*Input material:*
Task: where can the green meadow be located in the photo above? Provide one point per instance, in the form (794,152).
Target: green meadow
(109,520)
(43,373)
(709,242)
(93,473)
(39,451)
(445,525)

*Challenge:*
Repeat the data above word for word, keeping every line unchanged.

*Result of this exercise:*
Task: where can the green meadow be located in the photo above? Provide one point per instance, in the form (794,152).
Target: green meadow
(109,520)
(43,373)
(709,242)
(93,473)
(39,451)
(445,525)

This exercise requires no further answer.